Photo-based referring expression data:
[Start of section]

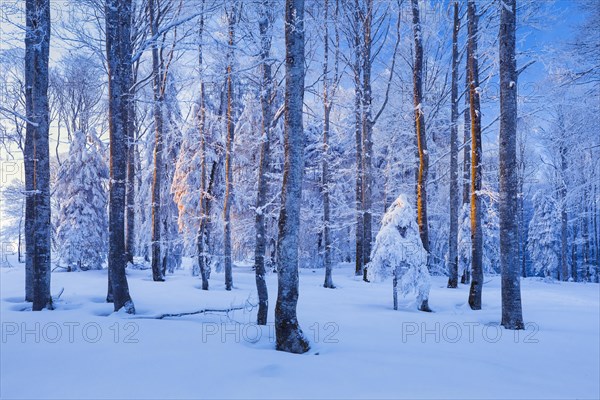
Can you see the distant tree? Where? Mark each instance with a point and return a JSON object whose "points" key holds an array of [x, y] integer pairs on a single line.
{"points": [[399, 252], [543, 242], [82, 232]]}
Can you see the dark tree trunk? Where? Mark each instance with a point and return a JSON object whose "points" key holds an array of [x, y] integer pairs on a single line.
{"points": [[367, 137], [37, 155], [118, 51], [229, 153], [157, 177], [453, 235], [420, 129], [325, 162], [358, 117], [476, 169], [512, 316], [289, 336], [266, 17]]}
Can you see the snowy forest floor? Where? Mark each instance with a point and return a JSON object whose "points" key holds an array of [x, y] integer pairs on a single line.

[End of section]

The output should consist only of the lines from the one with "Can you see the dark" through the final line of the records above, exactly.

Can you see the dark tree trunk? Where? Mark each instance with a point and return a JSON object whose "points" key holds an array of [x, y] integer pairs on a single line.
{"points": [[367, 137], [37, 155], [118, 51], [229, 153], [157, 177], [453, 235], [420, 129], [325, 162], [358, 117], [476, 169], [512, 316], [289, 336], [266, 17]]}
Can you see the snowy forest floor? Where? Mark each instance with a point and return a JSON object whose "points" key holds an array of [x, y] integer pairs on a single line.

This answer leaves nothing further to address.